RECORD SET:

━━━━━━━━━━━━━━━━

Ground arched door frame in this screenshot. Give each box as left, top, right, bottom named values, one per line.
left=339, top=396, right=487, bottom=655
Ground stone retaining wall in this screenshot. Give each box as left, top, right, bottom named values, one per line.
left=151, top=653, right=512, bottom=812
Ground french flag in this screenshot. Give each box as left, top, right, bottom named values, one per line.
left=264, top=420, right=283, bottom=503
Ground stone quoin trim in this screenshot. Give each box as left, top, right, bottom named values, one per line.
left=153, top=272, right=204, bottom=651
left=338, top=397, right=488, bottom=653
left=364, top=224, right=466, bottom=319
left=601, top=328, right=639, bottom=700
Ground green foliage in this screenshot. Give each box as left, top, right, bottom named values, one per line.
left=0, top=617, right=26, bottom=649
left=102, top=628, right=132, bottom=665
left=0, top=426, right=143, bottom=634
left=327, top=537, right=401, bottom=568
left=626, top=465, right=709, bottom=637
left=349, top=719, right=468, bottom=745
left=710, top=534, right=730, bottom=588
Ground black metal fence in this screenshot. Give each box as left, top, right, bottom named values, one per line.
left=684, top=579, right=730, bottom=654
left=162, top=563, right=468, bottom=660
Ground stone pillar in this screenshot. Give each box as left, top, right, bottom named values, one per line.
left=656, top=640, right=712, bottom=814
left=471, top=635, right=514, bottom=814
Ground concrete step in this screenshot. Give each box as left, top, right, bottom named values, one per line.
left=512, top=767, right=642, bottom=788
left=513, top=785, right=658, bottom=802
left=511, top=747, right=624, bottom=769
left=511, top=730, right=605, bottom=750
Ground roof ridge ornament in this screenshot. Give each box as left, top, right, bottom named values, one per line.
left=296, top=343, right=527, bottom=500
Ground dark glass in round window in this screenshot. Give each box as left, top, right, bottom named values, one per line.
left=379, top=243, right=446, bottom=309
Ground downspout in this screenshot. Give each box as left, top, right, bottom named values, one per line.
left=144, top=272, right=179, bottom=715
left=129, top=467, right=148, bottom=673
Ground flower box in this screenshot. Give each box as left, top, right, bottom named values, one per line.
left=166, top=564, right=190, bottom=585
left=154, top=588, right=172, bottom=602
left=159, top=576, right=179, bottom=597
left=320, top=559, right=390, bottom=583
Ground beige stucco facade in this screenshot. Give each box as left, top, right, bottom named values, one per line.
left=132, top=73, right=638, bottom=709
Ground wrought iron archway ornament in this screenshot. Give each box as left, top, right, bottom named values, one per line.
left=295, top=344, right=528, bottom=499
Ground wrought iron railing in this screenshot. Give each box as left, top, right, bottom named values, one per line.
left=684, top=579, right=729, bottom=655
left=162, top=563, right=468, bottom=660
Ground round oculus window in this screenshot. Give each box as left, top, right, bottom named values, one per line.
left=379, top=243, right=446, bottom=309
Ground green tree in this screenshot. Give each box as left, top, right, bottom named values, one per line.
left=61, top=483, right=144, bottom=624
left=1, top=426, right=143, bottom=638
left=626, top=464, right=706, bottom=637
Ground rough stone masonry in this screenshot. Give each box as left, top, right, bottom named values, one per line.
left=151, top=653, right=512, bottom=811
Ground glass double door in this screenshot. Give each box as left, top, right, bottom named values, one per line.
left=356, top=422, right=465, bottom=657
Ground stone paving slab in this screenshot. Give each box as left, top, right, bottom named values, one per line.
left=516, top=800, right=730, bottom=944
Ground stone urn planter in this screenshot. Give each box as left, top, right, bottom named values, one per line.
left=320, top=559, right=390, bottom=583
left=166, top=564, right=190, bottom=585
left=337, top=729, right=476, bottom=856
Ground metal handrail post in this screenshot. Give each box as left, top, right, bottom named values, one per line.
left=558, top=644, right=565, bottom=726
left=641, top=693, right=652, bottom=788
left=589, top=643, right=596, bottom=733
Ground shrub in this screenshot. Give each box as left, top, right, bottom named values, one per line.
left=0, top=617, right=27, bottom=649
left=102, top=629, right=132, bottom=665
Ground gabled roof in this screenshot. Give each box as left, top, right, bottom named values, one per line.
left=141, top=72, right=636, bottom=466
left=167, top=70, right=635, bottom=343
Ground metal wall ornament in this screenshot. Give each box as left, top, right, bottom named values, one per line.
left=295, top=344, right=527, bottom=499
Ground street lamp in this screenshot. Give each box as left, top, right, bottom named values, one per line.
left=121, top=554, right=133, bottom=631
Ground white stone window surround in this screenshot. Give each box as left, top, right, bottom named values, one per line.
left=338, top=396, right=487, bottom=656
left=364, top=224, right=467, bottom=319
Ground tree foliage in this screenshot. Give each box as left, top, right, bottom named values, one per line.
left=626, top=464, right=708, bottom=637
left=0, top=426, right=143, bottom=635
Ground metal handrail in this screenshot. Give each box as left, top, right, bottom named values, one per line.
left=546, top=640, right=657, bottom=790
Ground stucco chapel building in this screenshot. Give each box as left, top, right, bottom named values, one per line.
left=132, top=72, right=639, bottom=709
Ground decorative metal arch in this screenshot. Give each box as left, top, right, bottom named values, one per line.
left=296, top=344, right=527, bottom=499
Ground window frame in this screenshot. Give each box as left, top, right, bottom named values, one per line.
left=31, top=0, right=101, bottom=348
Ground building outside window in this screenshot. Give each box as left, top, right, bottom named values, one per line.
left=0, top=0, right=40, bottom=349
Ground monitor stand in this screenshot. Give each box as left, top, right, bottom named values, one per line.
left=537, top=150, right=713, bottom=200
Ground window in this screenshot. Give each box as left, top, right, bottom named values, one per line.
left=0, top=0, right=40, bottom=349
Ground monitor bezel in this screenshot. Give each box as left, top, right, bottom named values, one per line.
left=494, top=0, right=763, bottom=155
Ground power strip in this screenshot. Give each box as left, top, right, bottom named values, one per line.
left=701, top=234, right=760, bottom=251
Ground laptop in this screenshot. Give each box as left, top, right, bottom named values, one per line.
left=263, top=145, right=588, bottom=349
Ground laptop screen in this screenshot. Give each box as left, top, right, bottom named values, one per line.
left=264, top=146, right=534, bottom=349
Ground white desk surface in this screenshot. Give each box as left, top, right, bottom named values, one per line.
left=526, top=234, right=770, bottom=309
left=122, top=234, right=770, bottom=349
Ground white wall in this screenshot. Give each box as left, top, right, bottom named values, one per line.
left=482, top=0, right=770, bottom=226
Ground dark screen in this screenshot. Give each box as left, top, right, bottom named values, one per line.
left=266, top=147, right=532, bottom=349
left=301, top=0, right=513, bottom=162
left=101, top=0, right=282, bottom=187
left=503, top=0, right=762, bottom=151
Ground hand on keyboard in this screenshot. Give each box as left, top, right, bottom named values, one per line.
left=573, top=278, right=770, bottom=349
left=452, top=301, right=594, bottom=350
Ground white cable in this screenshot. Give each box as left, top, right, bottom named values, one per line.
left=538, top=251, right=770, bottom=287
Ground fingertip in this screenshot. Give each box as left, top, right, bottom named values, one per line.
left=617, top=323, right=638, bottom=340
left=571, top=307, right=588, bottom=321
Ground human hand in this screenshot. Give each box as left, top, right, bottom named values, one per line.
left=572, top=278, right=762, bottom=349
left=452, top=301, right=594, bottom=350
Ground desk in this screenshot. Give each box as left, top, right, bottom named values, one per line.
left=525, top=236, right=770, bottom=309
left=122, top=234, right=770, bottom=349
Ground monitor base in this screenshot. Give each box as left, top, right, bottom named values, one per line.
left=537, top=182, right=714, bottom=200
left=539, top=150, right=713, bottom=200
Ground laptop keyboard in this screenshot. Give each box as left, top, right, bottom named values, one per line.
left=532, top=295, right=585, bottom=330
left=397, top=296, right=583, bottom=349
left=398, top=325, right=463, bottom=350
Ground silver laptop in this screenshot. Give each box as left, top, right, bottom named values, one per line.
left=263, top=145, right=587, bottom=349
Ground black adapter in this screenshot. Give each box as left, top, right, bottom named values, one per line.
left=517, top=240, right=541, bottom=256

━━━━━━━━━━━━━━━━

PROMPT: Begin with the line holding "Ground black adapter" and end with the last line of the material. Copy all of them exactly.

EXERCISE SOLUTION:
Ground black adapter in this screenshot. Give each box as left, top, right, bottom named values, one per line.
left=517, top=240, right=541, bottom=256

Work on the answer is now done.